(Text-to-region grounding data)
-----

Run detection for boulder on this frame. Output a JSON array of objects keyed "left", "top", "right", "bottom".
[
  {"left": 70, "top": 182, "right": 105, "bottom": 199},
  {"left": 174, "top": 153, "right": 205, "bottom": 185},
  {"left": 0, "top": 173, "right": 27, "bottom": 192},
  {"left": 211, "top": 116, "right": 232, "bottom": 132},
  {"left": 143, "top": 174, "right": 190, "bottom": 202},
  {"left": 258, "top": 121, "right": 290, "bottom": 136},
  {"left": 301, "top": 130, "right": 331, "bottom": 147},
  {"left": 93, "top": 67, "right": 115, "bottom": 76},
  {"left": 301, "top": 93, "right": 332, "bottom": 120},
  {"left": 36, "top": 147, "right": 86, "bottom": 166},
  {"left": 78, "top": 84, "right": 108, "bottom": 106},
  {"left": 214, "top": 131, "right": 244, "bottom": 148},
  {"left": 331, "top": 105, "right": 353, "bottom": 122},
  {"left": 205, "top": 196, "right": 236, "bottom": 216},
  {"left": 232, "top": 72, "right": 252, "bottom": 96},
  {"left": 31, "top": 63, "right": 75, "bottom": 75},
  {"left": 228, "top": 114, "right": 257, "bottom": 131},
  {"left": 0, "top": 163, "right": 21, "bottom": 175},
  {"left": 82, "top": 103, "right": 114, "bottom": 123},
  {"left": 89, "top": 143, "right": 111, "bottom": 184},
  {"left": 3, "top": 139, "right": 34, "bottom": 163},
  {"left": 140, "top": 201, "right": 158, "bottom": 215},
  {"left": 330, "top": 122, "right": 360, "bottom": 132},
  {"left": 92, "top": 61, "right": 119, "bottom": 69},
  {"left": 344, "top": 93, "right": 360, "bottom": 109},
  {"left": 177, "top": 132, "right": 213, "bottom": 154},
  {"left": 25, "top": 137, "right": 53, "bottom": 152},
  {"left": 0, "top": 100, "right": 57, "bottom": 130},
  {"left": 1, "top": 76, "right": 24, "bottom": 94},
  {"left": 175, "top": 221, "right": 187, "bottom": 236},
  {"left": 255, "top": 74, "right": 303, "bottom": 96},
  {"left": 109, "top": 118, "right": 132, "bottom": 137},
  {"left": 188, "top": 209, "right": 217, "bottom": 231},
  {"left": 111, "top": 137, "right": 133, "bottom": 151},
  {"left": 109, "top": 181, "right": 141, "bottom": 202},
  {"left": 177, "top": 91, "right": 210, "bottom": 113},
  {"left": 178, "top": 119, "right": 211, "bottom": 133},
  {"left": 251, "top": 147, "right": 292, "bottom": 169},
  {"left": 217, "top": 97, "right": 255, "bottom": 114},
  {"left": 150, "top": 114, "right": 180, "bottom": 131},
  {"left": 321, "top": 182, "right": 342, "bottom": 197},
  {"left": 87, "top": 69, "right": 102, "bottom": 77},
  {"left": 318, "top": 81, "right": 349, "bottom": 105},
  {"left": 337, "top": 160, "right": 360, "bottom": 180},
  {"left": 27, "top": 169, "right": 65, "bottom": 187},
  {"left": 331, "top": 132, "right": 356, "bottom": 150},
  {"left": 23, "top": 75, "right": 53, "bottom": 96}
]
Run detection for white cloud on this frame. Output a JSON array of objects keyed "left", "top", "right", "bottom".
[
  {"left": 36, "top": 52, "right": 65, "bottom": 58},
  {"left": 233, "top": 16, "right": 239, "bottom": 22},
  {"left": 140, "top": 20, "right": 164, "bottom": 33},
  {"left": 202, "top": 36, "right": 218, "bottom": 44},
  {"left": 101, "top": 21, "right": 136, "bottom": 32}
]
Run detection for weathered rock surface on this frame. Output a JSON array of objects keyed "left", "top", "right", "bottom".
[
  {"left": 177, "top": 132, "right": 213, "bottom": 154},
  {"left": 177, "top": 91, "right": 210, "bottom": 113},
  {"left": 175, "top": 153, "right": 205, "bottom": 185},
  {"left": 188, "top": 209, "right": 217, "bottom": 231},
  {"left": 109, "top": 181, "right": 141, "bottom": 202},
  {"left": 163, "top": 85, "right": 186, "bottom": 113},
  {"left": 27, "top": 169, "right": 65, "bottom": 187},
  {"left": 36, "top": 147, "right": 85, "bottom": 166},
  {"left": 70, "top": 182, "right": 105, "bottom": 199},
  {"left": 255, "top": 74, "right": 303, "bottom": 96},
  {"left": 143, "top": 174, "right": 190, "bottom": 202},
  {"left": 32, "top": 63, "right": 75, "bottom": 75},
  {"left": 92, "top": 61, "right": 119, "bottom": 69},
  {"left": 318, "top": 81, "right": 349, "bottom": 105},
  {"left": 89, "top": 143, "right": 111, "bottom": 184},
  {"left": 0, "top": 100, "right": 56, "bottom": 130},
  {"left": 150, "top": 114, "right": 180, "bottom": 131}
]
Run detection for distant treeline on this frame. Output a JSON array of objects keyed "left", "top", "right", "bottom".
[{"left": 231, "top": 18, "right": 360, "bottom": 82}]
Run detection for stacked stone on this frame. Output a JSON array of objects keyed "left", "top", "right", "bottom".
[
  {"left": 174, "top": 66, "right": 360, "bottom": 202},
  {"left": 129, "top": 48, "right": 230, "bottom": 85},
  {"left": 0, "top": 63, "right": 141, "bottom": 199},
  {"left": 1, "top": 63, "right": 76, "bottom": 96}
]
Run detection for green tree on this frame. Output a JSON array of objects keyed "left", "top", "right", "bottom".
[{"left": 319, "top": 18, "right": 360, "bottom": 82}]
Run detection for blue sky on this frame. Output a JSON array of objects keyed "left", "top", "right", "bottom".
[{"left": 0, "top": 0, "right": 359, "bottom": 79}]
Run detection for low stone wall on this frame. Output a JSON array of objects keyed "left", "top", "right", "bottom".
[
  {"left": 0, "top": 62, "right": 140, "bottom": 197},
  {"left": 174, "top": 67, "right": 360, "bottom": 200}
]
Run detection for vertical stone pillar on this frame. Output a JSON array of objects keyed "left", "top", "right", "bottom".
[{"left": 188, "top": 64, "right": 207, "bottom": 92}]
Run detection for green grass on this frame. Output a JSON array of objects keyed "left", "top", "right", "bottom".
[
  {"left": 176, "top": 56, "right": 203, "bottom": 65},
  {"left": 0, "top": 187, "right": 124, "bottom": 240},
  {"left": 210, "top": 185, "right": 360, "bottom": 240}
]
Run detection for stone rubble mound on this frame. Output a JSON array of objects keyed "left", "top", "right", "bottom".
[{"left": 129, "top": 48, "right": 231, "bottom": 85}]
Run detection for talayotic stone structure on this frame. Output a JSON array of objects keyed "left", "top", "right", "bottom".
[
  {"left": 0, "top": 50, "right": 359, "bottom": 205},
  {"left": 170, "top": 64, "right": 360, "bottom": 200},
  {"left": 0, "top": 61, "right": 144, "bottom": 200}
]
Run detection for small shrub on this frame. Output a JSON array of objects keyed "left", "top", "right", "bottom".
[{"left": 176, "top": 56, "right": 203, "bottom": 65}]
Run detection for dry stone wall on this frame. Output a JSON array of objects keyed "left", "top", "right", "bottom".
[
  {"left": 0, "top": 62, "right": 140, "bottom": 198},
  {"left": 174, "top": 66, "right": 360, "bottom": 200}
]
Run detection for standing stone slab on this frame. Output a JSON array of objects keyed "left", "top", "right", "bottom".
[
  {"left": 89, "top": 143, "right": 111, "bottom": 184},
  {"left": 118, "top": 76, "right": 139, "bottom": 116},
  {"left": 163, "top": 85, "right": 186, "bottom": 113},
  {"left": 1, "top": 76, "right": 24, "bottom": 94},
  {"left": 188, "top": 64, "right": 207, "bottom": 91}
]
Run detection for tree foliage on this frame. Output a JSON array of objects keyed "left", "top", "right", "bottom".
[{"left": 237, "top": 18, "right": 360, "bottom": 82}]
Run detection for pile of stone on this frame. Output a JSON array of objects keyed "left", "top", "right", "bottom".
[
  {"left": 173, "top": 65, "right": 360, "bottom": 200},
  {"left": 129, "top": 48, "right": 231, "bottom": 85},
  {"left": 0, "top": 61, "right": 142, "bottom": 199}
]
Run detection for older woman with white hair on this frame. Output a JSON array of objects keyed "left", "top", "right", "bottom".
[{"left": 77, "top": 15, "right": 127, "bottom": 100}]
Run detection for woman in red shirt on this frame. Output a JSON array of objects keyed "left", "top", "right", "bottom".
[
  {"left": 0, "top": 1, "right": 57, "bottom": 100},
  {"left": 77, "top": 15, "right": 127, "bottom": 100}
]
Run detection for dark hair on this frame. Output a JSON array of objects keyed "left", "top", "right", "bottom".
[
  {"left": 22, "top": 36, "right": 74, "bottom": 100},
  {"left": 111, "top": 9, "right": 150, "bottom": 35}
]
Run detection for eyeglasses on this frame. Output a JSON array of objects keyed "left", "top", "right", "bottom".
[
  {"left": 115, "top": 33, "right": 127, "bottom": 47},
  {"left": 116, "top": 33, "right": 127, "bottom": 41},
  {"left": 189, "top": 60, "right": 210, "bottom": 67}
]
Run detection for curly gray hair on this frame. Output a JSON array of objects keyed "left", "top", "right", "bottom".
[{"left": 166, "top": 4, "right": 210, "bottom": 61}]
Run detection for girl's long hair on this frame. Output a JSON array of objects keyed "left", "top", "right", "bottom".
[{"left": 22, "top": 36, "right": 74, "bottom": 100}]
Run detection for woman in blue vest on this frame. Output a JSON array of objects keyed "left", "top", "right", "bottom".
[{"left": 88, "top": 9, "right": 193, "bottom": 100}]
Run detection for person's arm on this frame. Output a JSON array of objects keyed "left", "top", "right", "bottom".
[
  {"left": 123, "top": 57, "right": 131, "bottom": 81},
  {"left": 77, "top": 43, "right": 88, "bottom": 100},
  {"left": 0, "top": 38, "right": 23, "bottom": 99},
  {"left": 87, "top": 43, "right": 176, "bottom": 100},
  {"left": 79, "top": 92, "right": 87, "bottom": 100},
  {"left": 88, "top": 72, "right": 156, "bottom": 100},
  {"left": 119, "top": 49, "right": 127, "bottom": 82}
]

-----

● YOUR TASK:
Find the line that contains "Run detection for older" in the data above. Reproduce it and every later line exactly, through the last one.

● ANSWER BELOW:
Run detection for older woman with white hair on this frame. Output a JSON array of objects keyed "left", "top", "right", "bottom".
[{"left": 77, "top": 15, "right": 127, "bottom": 100}]
Run detection for woman in red shirt on this frame. Output a JSON array of objects keyed "left", "top", "right", "bottom".
[
  {"left": 0, "top": 1, "right": 57, "bottom": 100},
  {"left": 77, "top": 15, "right": 127, "bottom": 100}
]
Run detection for dark hair on this frame. Output a JSON array of objects keyed "left", "top", "right", "bottom".
[
  {"left": 22, "top": 36, "right": 74, "bottom": 100},
  {"left": 111, "top": 9, "right": 150, "bottom": 35}
]
Run detection for eyeglasses on this frame. Output a JSON array of objects keyed "left", "top", "right", "bottom".
[
  {"left": 115, "top": 33, "right": 127, "bottom": 47},
  {"left": 116, "top": 33, "right": 127, "bottom": 41},
  {"left": 189, "top": 60, "right": 210, "bottom": 67}
]
Run detection for curly gray hair on this frame. Output a JSON array of objects keyed "left", "top", "right", "bottom".
[{"left": 166, "top": 4, "right": 210, "bottom": 61}]
Run detection for girl's long hair on this frame. Output a JSON array of objects keyed "left", "top", "right", "bottom".
[{"left": 22, "top": 36, "right": 74, "bottom": 100}]
Run detection for woman in blue vest on this frame. Output a JSON array of objects keyed "left", "top", "right", "bottom".
[{"left": 88, "top": 9, "right": 193, "bottom": 100}]
Run detection for person's arm on this frame. Output a JSON array of objects keyed "left", "top", "right", "bottom".
[
  {"left": 123, "top": 57, "right": 131, "bottom": 81},
  {"left": 77, "top": 43, "right": 88, "bottom": 100},
  {"left": 0, "top": 38, "right": 23, "bottom": 99},
  {"left": 87, "top": 43, "right": 176, "bottom": 100},
  {"left": 79, "top": 92, "right": 87, "bottom": 100},
  {"left": 88, "top": 72, "right": 156, "bottom": 100},
  {"left": 119, "top": 49, "right": 127, "bottom": 82}
]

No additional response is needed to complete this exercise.